WHAT THIS TASK INVOLVES
Rewrite the rows below, swapping "for each match" for "for every match" wherever it occurs and leaving everything else as it is.

Data items:
━━━━━━━━━━

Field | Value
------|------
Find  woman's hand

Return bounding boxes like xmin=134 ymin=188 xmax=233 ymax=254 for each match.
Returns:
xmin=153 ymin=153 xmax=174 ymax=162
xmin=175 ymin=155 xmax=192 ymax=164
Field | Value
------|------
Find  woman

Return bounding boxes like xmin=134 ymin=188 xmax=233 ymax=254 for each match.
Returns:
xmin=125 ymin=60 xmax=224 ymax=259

━━━━━━━━━━

THE RESULT
Field | Value
------|------
Find  woman's hand

Return bounding boxes like xmin=134 ymin=188 xmax=233 ymax=254 for every match.
Returns:
xmin=153 ymin=153 xmax=174 ymax=162
xmin=175 ymin=155 xmax=192 ymax=164
Field | Value
------|------
Find  woman

Return bounding boxes like xmin=134 ymin=188 xmax=233 ymax=254 for every match.
Returns:
xmin=125 ymin=60 xmax=224 ymax=259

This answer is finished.